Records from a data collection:
● ● ● ● ●

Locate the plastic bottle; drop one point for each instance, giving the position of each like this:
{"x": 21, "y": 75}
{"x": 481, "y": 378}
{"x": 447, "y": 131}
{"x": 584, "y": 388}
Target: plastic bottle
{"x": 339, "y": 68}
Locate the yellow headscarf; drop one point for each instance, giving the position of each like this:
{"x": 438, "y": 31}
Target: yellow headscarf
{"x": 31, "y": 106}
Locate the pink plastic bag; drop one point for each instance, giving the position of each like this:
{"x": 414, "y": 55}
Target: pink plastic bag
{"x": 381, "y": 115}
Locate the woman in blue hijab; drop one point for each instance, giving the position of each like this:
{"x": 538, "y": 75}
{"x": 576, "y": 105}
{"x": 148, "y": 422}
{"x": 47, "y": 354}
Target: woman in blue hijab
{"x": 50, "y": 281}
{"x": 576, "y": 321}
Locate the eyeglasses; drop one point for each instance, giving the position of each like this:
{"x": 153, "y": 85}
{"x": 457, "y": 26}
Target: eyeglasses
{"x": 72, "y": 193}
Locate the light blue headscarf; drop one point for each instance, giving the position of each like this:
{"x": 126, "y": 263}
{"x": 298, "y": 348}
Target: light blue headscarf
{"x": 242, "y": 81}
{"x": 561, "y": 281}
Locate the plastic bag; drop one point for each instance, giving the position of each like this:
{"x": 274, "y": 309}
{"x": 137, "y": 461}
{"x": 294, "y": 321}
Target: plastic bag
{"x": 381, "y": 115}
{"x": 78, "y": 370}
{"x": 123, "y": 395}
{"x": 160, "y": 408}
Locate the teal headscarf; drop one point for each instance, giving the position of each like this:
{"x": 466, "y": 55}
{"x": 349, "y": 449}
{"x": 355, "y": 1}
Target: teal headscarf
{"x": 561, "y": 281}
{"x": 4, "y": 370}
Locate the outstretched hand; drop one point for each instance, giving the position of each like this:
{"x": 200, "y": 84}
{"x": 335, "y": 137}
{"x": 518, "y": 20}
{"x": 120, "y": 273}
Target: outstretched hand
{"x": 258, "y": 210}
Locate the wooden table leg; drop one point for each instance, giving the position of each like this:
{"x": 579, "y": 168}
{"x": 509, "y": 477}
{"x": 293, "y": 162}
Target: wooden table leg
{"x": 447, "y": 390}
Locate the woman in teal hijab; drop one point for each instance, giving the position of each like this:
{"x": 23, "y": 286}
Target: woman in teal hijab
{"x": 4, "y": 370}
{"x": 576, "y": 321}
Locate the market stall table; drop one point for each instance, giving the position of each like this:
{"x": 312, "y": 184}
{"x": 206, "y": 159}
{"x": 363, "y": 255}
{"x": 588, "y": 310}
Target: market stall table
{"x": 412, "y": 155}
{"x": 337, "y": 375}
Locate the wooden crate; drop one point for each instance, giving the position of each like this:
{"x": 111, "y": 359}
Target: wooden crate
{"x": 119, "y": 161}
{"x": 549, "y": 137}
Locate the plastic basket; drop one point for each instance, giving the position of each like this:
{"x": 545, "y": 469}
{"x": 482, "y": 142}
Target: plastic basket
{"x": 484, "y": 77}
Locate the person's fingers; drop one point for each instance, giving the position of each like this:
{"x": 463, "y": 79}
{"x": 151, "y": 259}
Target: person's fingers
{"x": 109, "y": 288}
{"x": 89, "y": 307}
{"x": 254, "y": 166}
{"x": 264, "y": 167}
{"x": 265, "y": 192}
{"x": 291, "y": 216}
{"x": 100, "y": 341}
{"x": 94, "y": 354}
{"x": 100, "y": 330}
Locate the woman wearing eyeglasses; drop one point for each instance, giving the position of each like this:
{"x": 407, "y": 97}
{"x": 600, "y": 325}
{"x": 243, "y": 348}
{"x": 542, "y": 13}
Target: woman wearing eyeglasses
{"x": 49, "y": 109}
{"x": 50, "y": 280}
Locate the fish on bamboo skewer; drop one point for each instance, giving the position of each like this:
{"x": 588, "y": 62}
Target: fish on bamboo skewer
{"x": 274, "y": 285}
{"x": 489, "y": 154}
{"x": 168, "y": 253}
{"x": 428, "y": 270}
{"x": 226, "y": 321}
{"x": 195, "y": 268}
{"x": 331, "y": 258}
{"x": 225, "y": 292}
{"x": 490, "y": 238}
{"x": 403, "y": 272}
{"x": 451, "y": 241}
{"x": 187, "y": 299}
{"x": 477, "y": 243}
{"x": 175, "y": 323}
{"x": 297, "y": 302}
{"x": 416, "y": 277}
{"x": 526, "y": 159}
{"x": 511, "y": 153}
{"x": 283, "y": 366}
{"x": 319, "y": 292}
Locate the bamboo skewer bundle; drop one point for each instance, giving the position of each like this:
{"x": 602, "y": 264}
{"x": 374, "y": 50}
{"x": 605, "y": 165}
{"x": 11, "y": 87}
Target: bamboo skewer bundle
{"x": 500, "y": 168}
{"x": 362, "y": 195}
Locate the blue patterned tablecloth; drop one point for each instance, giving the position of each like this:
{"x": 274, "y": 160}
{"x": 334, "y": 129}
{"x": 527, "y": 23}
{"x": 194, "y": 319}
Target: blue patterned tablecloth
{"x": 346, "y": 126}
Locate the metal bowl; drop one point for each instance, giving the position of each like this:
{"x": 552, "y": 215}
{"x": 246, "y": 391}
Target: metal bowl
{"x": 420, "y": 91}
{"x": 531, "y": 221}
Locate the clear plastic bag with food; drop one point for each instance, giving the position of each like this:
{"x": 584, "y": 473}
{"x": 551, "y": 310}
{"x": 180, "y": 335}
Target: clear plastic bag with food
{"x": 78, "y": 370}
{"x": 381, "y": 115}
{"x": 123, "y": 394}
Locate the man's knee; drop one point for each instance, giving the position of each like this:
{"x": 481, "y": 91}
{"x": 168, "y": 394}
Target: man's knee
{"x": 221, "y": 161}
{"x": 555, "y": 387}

● ● ● ● ●

WHAT THE TASK REQUIRES: Repeat the records above exactly.

FINAL ANSWER:
Locate the plastic bottle; drop one point for each instance, giving the position of each like this:
{"x": 21, "y": 75}
{"x": 481, "y": 378}
{"x": 447, "y": 131}
{"x": 584, "y": 388}
Target: plastic bottle
{"x": 339, "y": 68}
Locate the yellow headscarf; drop one point for each instance, giving the position of each like this:
{"x": 438, "y": 31}
Target: yellow headscarf
{"x": 31, "y": 106}
Locate the pink plastic bag; drop one point for each instance, giving the position of each like this:
{"x": 414, "y": 55}
Target: pink plastic bag
{"x": 381, "y": 115}
Locate the woman in blue hijab; drop one point for each instance, giving the position of each like this:
{"x": 538, "y": 75}
{"x": 576, "y": 105}
{"x": 148, "y": 422}
{"x": 47, "y": 354}
Target: woman in blue hijab
{"x": 50, "y": 281}
{"x": 576, "y": 321}
Locate the eyeglasses; drop one point for each instance, giving the position of each like this:
{"x": 153, "y": 85}
{"x": 457, "y": 26}
Target: eyeglasses
{"x": 72, "y": 193}
Locate the light blue headscarf; drop one point for each instance, giving the position of each like this:
{"x": 126, "y": 263}
{"x": 298, "y": 348}
Target: light blue headscarf
{"x": 242, "y": 81}
{"x": 561, "y": 281}
Locate the plastic bag; drop one point for each instance, giving the position of each like this:
{"x": 274, "y": 309}
{"x": 137, "y": 461}
{"x": 294, "y": 321}
Target: plastic bag
{"x": 381, "y": 115}
{"x": 78, "y": 370}
{"x": 123, "y": 395}
{"x": 160, "y": 408}
Locate the teal headscarf; drop one point for each instance, giving the position of each like this:
{"x": 466, "y": 55}
{"x": 349, "y": 449}
{"x": 355, "y": 1}
Target: teal headscarf
{"x": 561, "y": 281}
{"x": 4, "y": 370}
Locate the outstretched hand; drop one point for each instance, giving the position of each like this:
{"x": 200, "y": 84}
{"x": 335, "y": 137}
{"x": 518, "y": 20}
{"x": 120, "y": 273}
Target: outstretched hand
{"x": 258, "y": 210}
Locate the wooden table leg; drop one point for each instance, giving the position of each like this:
{"x": 579, "y": 168}
{"x": 509, "y": 477}
{"x": 293, "y": 162}
Target: wooden table leg
{"x": 447, "y": 390}
Locate the woman in teal hijab; drop one point for each instance, giving the position of each like this:
{"x": 23, "y": 286}
Target: woman in teal hijab
{"x": 4, "y": 370}
{"x": 576, "y": 321}
Locate the market stall table; drop one point for each instance, giving the position of each like this:
{"x": 312, "y": 184}
{"x": 206, "y": 159}
{"x": 363, "y": 255}
{"x": 588, "y": 310}
Target: market stall table
{"x": 412, "y": 155}
{"x": 337, "y": 375}
Locate the wooden crate; drop one point for each instance, giving the position of each like this:
{"x": 111, "y": 359}
Target: wooden crate
{"x": 119, "y": 161}
{"x": 549, "y": 137}
Locate the plastic basket; drop one point for each instance, giving the position of each like this:
{"x": 545, "y": 469}
{"x": 482, "y": 142}
Target: plastic basket
{"x": 484, "y": 77}
Locate the person's fingers; drop one point for each instance, giving the position of each like this:
{"x": 463, "y": 79}
{"x": 151, "y": 259}
Target: person's fingers
{"x": 109, "y": 288}
{"x": 89, "y": 307}
{"x": 254, "y": 166}
{"x": 264, "y": 167}
{"x": 265, "y": 192}
{"x": 291, "y": 216}
{"x": 100, "y": 341}
{"x": 94, "y": 354}
{"x": 100, "y": 330}
Locate the woman wearing eyeglasses; drop one point for each instance, giving the position of each like this:
{"x": 407, "y": 97}
{"x": 600, "y": 325}
{"x": 243, "y": 348}
{"x": 542, "y": 13}
Target: woman wearing eyeglasses
{"x": 49, "y": 109}
{"x": 50, "y": 280}
Locate the fish on bamboo skewer; drop one point for each instance, giving the position of each like this:
{"x": 588, "y": 62}
Target: fish on bamboo skewer
{"x": 274, "y": 285}
{"x": 489, "y": 154}
{"x": 168, "y": 253}
{"x": 428, "y": 270}
{"x": 226, "y": 321}
{"x": 195, "y": 268}
{"x": 331, "y": 258}
{"x": 225, "y": 292}
{"x": 490, "y": 238}
{"x": 403, "y": 272}
{"x": 451, "y": 241}
{"x": 187, "y": 299}
{"x": 477, "y": 243}
{"x": 175, "y": 323}
{"x": 297, "y": 302}
{"x": 416, "y": 277}
{"x": 526, "y": 159}
{"x": 511, "y": 153}
{"x": 283, "y": 366}
{"x": 319, "y": 292}
Locate the bamboo skewer bundle; drop one point for each instance, giving the position of each like this:
{"x": 602, "y": 264}
{"x": 374, "y": 50}
{"x": 605, "y": 165}
{"x": 11, "y": 87}
Target: bamboo skewer bundle
{"x": 500, "y": 168}
{"x": 362, "y": 195}
Locate the blue patterned tablecloth; drop one point for each instance, giving the position of each like this:
{"x": 274, "y": 160}
{"x": 334, "y": 129}
{"x": 527, "y": 23}
{"x": 194, "y": 319}
Target: blue patterned tablecloth
{"x": 346, "y": 126}
Locate the metal bowl; drop one point for each instance, giving the position of each like this:
{"x": 552, "y": 215}
{"x": 246, "y": 391}
Target: metal bowl
{"x": 420, "y": 91}
{"x": 531, "y": 221}
Locate the clear plastic bag with food; drop one point for each instance, giving the position of each like this:
{"x": 584, "y": 473}
{"x": 551, "y": 310}
{"x": 180, "y": 335}
Target: clear plastic bag with food
{"x": 78, "y": 370}
{"x": 381, "y": 115}
{"x": 123, "y": 394}
Locate the man's knee; drop one point for each instance, giving the position of each like this:
{"x": 481, "y": 91}
{"x": 168, "y": 394}
Target: man's knee
{"x": 221, "y": 161}
{"x": 555, "y": 387}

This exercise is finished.